Passage to read ::
------
Here's some points that I noted from it:

Some indoor paints have an additive in them to prevent mildew and that additive is high in mercury poisoning the whole family but particularly babies/children.

Avoid benzene and hexane. Benzene attacks the blood system. Hexane attacks the neuro system as well as other parts of the body. Both are found in lots of stuff still today.

The Nike co-founder Bill Boweman poisoned himself with hexane-laced glue making the shoes!

In artificial nail glue is acetonitrile - the body converts this to cyanide!

Gamma Hydroxybutyrate is in acetone free nail polish and if ingested causes a child to go into a coma

Chlorine is one of the most common causes worldwide of chemical gas poisonings

Chloramine exposure is endemic in heavily chlorinated swimming pools. Nitrogen containing human body sweat and urine in pools combine with chlorine to make chloramines. Chloramine exposure is associated with risk of childhood asthma.

High levels of Carbon Disulfide makes people go insane. It is a solvent and also in widely used insecticides eg metam sodium. It is also in cellophane, bamboo manufacturing and viscose rayon.

Dinitophenol used for weigh loss blocks one of the bodys main metabolic pathways, driving up energy consumption. It induces blinding cataracts!

Avoid wood preservatives. The only safe ones eg Burnettizing have been discontinued and ones such as creosote (known to cause cancer) and Kyanization (contains toxic mercury) and Metam Sodium (as mentioned above in high levels causes insanity and other things) are widely used and growing.

There is so much in this book that I'd probably learn new things every time I read it. I really recommend it if you're interested in an indepth look at the origins of all this through to today.
------
Extracted records ::
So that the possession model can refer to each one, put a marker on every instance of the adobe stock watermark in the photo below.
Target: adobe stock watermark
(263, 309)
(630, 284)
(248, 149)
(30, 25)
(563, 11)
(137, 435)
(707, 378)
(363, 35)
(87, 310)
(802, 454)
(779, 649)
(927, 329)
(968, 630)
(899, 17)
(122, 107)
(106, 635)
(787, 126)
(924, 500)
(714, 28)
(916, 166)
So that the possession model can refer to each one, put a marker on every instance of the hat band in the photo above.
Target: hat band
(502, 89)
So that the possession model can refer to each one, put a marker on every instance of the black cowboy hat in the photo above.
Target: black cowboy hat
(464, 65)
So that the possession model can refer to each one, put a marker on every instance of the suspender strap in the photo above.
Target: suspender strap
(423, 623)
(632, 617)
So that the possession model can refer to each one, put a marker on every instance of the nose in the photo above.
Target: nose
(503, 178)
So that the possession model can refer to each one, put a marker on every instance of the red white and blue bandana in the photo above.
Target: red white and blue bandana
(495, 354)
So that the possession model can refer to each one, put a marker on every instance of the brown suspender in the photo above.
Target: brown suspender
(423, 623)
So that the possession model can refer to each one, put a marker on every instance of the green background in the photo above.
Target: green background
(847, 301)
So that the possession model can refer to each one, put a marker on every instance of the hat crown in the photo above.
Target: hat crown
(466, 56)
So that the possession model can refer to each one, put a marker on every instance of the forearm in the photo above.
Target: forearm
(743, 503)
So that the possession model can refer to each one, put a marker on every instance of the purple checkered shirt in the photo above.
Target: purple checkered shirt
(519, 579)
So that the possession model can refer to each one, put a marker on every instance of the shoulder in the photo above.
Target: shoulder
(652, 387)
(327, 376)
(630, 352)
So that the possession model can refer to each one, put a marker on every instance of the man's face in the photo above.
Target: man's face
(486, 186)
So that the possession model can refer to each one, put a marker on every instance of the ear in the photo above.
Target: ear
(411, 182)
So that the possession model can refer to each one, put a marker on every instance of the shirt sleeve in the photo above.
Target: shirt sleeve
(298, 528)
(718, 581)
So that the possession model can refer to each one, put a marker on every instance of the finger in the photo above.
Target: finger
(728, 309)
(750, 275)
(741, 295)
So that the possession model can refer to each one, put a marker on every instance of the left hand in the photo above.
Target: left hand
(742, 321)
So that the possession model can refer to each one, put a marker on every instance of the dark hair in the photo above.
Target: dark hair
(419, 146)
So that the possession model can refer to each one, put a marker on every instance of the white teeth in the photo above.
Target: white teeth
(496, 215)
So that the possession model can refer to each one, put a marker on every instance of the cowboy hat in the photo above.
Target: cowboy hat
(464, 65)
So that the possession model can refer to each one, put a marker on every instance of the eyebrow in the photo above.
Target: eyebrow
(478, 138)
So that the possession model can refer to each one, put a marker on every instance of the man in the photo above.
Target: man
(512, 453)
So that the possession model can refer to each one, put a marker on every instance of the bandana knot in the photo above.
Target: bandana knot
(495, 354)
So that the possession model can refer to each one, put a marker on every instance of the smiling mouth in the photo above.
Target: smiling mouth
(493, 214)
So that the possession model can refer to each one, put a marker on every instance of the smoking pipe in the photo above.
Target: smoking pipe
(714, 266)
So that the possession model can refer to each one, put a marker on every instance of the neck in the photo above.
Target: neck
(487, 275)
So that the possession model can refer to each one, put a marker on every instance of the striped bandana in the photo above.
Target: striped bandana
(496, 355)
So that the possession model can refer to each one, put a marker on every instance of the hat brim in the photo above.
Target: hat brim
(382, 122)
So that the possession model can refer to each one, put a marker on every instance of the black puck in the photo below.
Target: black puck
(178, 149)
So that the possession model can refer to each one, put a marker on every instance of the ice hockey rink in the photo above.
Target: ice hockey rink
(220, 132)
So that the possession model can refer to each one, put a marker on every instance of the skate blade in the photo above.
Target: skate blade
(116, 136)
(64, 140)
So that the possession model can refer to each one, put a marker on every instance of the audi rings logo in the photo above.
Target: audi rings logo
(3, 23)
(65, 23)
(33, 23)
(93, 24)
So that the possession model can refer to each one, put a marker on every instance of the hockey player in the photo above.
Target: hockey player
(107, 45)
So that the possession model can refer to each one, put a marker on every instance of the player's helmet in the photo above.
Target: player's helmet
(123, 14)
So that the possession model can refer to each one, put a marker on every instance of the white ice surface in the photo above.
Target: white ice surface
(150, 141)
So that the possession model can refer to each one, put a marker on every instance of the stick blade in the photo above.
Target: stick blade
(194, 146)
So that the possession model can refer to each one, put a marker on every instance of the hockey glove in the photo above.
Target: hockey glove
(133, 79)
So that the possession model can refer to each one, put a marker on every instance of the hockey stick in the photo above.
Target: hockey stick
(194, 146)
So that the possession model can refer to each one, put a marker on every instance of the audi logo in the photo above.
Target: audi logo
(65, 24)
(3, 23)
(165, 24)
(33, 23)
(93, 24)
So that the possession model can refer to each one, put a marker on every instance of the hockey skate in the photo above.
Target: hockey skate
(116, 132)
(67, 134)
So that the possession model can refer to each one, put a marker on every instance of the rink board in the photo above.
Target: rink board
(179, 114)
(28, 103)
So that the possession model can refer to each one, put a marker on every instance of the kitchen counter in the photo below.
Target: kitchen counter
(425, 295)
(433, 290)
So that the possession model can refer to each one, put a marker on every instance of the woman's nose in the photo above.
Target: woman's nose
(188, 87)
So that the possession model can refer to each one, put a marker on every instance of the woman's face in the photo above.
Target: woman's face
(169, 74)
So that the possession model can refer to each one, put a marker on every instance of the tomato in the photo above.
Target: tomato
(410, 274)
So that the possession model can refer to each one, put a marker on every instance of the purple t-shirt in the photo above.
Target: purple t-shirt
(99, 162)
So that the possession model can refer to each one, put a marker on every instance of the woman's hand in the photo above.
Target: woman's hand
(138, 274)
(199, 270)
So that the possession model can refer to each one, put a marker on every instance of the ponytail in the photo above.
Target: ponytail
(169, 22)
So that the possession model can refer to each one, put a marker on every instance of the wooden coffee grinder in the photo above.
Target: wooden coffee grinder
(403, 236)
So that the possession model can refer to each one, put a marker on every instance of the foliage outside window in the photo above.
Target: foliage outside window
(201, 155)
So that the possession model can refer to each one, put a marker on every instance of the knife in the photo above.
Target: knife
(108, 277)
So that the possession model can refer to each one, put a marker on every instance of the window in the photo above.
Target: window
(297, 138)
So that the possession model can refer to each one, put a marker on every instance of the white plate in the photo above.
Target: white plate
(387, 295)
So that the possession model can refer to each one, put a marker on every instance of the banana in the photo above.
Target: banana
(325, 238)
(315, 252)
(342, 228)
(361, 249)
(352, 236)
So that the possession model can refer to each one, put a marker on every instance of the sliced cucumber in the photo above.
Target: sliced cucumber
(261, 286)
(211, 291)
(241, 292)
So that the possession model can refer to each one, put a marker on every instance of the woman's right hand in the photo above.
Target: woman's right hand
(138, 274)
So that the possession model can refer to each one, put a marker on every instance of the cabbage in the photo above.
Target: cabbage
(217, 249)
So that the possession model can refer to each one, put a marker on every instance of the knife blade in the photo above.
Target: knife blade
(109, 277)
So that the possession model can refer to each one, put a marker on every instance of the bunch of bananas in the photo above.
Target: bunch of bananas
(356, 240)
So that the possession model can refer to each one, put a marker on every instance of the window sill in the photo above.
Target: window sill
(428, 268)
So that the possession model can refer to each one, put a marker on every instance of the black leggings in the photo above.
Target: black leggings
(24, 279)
------
Exercise aim :: Reproduce the full set of notes on toxic chemicals, word for word from the first line to the last.

Answer to this task ::
Here's some points that I noted from it:

Some indoor paints have an additive in them to prevent mildew and that additive is high in mercury poisoning the whole family but particularly babies/children.

Avoid benzene and hexane. Benzene attacks the blood system. Hexane attacks the neuro system as well as other parts of the body. Both are found in lots of stuff still today.

The Nike co-founder Bill Boweman poisoned himself with hexane-laced glue making the shoes!

In artificial nail glue is acetonitrile - the body converts this to cyanide!

Gamma Hydroxybutyrate is in acetone free nail polish and if ingested causes a child to go into a coma

Chlorine is one of the most common causes worldwide of chemical gas poisonings

Chloramine exposure is endemic in heavily chlorinated swimming pools. Nitrogen containing human body sweat and urine in pools combine with chlorine to make chloramines. Chloramine exposure is associated with risk of childhood asthma.

High levels of Carbon Disulfide makes people go insane. It is a solvent and also in widely used insecticides eg metam sodium. It is also in cellophane, bamboo manufacturing and viscose rayon.

Dinitophenol used for weigh loss blocks one of the bodys main metabolic pathways, driving up energy consumption. It induces blinding cataracts!

Avoid wood preservatives. The only safe ones eg Burnettizing have been discontinued and ones such as creosote (known to cause cancer) and Kyanization (contains toxic mercury) and Metam Sodium (as mentioned above in high levels causes insanity and other things) are widely used and growing.

There is so much in this book that I'd probably learn new things every time I read it. I really recommend it if you're interested in an indepth look at the origins of all this through to today.